Records excerpted from a collection >>
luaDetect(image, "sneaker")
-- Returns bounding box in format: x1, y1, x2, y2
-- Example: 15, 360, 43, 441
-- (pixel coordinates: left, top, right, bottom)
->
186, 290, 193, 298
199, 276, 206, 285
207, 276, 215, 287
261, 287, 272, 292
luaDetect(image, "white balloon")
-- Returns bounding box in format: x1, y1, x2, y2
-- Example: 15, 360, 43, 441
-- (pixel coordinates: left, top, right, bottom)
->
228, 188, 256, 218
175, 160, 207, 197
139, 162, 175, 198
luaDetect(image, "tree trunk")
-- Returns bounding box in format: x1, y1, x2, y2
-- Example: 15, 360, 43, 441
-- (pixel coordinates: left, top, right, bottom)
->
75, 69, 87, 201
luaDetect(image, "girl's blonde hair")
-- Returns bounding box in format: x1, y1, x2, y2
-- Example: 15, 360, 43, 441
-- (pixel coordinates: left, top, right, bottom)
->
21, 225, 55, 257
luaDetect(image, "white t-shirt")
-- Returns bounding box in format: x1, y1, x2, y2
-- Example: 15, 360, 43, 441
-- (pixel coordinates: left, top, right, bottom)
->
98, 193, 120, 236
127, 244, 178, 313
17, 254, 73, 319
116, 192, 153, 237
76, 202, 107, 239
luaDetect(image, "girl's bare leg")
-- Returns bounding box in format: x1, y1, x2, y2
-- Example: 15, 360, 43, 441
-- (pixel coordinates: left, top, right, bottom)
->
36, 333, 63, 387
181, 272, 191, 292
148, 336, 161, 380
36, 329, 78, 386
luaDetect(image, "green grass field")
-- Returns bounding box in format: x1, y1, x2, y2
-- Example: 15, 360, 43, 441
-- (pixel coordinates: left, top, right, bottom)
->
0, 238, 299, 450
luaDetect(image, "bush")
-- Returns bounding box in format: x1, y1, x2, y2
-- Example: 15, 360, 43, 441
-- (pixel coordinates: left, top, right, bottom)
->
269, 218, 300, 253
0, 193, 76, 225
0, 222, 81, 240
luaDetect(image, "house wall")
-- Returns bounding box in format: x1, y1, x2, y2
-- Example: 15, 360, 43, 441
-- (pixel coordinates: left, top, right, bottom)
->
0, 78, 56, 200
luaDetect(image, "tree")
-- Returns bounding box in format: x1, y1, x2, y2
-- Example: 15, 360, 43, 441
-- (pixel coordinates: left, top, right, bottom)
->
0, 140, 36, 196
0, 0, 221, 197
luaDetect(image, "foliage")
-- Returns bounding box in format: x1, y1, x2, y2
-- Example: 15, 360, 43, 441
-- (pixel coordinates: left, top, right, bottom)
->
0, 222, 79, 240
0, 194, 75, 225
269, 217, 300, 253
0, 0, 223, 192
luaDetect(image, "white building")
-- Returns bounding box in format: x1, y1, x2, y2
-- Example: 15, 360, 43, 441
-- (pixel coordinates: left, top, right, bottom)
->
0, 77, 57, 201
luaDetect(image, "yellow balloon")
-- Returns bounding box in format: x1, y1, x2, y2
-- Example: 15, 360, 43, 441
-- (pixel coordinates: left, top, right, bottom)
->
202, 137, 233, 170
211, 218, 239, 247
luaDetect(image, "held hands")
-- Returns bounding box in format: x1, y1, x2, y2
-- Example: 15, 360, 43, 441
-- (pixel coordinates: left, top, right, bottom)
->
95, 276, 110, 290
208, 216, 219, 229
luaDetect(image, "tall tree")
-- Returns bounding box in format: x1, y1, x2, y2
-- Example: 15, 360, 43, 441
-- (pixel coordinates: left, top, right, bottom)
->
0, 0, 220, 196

What to do >>
Word for word, transcribe each record.

Output >>
luaDetect(image, "sneaker")
-- Returns bounding box in format: x1, y1, x2, y2
-- Example: 15, 360, 43, 441
-- (pixel coordinates: left, top, right, bottom)
->
186, 290, 193, 298
199, 276, 206, 285
207, 276, 215, 287
261, 287, 272, 292
luaDetect(image, "white balloon")
-- Returns bounding box in format: x1, y1, x2, y2
-- Example: 15, 360, 43, 441
-- (pixel coordinates: left, top, right, bottom)
->
228, 188, 256, 218
175, 160, 207, 197
139, 162, 175, 198
luaDetect(image, "tree trunk")
-- Returns bounding box in format: x1, y1, x2, y2
-- Example: 15, 360, 43, 441
-- (pixel coordinates: left, top, right, bottom)
->
75, 69, 87, 201
luaDetect(image, "girl's blonde hair")
-- Returns bounding box in format: x1, y1, x2, y2
-- Example: 15, 360, 43, 441
-- (pixel coordinates: left, top, right, bottom)
->
21, 225, 55, 257
luaDetect(image, "white t-shirt")
-- Returns bounding box in format: x1, y1, x2, y2
-- Example: 15, 360, 43, 441
-- (pixel coordinates: left, top, right, bottom)
->
98, 193, 120, 236
127, 244, 178, 313
17, 254, 73, 319
116, 192, 153, 237
76, 202, 107, 239
luaDetect(image, "girl's bare leg")
-- Returns bounding box in format: x1, y1, x2, y2
-- Example: 15, 360, 43, 441
-- (pixel coordinates: left, top, right, bottom)
->
36, 333, 63, 387
181, 272, 191, 292
148, 336, 161, 380
36, 329, 78, 386
luaDetect(image, "green grass field")
-- Returns bounding box in format: x1, y1, x2, y2
-- Example: 15, 360, 43, 441
-- (pixel coordinates: left, top, right, bottom)
->
0, 238, 299, 450
luaDetect(image, "bush")
-- Returns bounding box in format: x1, y1, x2, y2
-- Example: 15, 360, 43, 441
-- (pixel coordinates: left, top, right, bottom)
->
269, 218, 300, 253
0, 193, 76, 225
0, 222, 81, 240
luaDetect(image, "house wall")
-- Returns bounding box in format: x1, y1, x2, y2
-- Example: 15, 360, 43, 441
-- (pixel coordinates: left, top, right, bottom)
->
0, 78, 56, 200
luaDetect(image, "tree")
-- Returns bounding box in format: x1, y1, x2, y2
-- Example: 15, 360, 43, 441
-- (pixel coordinates: left, top, right, bottom)
->
0, 140, 36, 196
0, 0, 221, 197
luaDetect(image, "foliage")
-- Returns bounding box in format: x1, y1, x2, y2
-- Example: 15, 360, 43, 441
-- (pixel coordinates: left, top, right, bottom)
->
0, 222, 79, 240
0, 194, 75, 225
269, 217, 300, 253
0, 0, 223, 192
luaDetect(image, "white building")
-- Returns bounding box in format: x1, y1, x2, y2
-- Example: 15, 360, 43, 441
-- (pixel coordinates: left, top, right, bottom)
->
0, 77, 57, 201
luaDetect(image, "yellow balloon")
-- Returns bounding box in format: x1, y1, x2, y2
-- Example: 15, 360, 43, 441
-- (pixel coordinates: left, top, right, bottom)
->
202, 137, 233, 170
211, 218, 239, 247
luaDetect(image, "held hands")
-- Returns bounding box in format: x1, y1, x2, y2
-- Example: 15, 360, 43, 441
-- (pixel coordinates: left, top, right, bottom)
->
95, 276, 110, 290
208, 216, 219, 229
luaDetect(image, "tall tree")
-- Returns bounding box in format: x1, y1, x2, y2
-- Example: 15, 360, 43, 441
-- (pixel coordinates: left, top, right, bottom)
->
0, 0, 220, 196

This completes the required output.